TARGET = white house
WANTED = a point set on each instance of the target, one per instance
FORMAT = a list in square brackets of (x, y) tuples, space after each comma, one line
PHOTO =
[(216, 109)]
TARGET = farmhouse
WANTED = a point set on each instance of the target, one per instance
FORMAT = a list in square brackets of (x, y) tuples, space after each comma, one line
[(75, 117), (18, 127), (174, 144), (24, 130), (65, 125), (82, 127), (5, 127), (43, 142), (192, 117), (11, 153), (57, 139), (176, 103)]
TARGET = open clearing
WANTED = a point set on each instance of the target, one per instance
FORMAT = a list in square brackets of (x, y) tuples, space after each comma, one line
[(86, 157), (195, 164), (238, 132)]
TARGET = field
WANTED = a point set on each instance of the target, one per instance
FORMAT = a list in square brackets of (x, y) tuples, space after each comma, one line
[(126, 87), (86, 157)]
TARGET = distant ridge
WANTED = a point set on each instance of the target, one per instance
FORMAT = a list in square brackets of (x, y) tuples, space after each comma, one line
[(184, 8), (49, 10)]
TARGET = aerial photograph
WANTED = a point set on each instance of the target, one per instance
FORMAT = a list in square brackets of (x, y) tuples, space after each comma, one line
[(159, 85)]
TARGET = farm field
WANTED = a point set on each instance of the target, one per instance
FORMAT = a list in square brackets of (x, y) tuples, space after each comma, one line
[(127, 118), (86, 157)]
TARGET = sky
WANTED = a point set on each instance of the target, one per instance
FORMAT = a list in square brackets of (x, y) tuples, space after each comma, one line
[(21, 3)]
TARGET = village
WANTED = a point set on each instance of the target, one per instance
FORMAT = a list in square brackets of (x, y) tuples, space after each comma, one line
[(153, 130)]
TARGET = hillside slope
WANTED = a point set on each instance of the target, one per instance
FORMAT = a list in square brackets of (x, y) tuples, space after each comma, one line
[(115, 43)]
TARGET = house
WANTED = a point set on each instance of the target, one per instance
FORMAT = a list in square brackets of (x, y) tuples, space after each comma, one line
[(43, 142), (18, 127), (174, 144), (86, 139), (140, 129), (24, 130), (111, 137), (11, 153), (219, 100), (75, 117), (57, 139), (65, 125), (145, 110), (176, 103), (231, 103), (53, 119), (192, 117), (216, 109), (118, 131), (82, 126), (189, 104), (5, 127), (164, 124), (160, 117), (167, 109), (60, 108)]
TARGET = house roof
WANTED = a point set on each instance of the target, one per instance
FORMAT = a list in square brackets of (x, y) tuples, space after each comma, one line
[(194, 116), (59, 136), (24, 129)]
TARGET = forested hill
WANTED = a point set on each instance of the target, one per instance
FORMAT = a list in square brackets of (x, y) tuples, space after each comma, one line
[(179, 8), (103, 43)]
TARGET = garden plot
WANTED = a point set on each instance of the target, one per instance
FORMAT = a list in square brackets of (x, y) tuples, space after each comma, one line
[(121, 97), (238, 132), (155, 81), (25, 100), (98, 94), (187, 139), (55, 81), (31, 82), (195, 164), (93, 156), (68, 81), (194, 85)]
· · · ·
**УСЛОВИЕ ЗАДАНИЯ**
Представьте фрагмент записей от строки, содержащей «TARGET = garden plot», до конца записей в виде JSON-списка строк, включив обе границы. На каждую строку отведите один элемент списка, а пустые строки пропустите.

**ПИСЬМЕННЫЙ ОТВЕТ**
[
  "TARGET = garden plot",
  "WANTED = a point set on each instance of the target, one per instance",
  "FORMAT = a list in square brackets of (x, y) tuples, space after each comma, one line",
  "[(121, 97), (238, 132), (155, 81), (25, 100), (98, 94), (187, 139), (55, 81), (31, 82), (195, 164), (93, 156), (68, 81), (194, 85)]"
]